## Document text

Is it something perhaps that all men should go through?

I think so. It is an awareness. This cannot be the take away of my experience, but one of the little things I learned, is how much preparation there is to be a woman. And that sounds reductive and simplistic but I had no idea. I had no idea. I mean, just amazing. Amazing!

How did you prepare for the character? 

I read a lot. And the very first movie I did with Al Pacino, called …And Justice for All, there is a line that Pacino’s character says: “They are just people, Warden. They are people.” And it got reduced to that. These are people. These are not things. They are not types. We are talking about people. The victims in Orlando are people. They are not things. They are not types. They are sons. They are daughters. They are people. And that is my mission. Make sure it is people.

Why do you think people like Transparent so much?

I think people are relating to the fact that we are bringing a family forward, a modern family. It drives me probably a little too much, but I am really adamant that we do an accurate representation of this community. This is not a red carpet issue. Maura has a lot of money. Most of these people don’t. And they can’t afford all of their treatments and all their fineries.

(Pauses.) Oh gosh, I am getting emotional. It takes guts to be authentic. It takes guts to declare who you are. And that’s what this show is about. And that’s what drives the kids mad. Because Maura just says: “I am leaving the building. You kids fend for yourselves.” And that’s why they kind of spin. And they have taken a bit of a beating in the press, because people think they are selfish. They are just scared, because papa has left. Papa is now mama. It is a long way of answering your question. I just had a Mars candy bar. I’m on a sugar high.

Have you gotten a positive response from the community?

## Information provided
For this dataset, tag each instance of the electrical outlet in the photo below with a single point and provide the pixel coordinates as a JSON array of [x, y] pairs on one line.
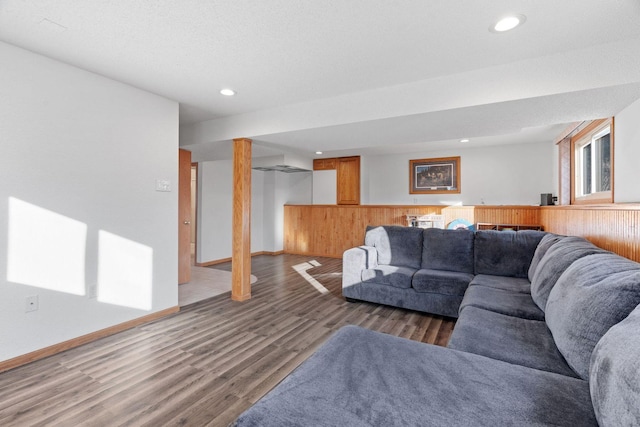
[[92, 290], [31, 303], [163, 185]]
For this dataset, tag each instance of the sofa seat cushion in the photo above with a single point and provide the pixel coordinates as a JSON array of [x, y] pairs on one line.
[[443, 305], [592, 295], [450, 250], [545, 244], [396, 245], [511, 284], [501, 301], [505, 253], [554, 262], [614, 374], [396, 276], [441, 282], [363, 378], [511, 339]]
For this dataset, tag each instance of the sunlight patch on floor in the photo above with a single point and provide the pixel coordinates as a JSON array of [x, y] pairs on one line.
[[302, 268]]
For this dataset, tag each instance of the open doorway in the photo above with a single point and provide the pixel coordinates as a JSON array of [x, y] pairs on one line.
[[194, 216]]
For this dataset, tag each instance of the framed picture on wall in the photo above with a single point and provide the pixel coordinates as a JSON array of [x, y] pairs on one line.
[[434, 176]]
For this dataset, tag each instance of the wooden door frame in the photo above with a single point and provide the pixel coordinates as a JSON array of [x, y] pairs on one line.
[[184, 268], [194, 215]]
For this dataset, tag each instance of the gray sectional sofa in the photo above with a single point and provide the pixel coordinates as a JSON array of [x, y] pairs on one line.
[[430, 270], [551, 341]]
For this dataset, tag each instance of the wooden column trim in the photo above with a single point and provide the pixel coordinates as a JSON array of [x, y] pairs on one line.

## Exercises
A) List every question put to the speaker in the Transparent interview.
B) Retype the Transparent interview from "I think so." up to and including "just amazing. Amazing!".

## Responses in order
A)
- Is it something perhaps that all men should go through?
- How did you prepare for the character?
- Why do you think people like Transparent so much?
- Have you gotten a positive response from the community?

B)
I think so. It is an awareness. This cannot be the take away of my experience, but one of the little things I learned, is how much preparation there is to be a woman. And that sounds reductive and simplistic but I had no idea. I had no idea. I mean, just amazing. Amazing!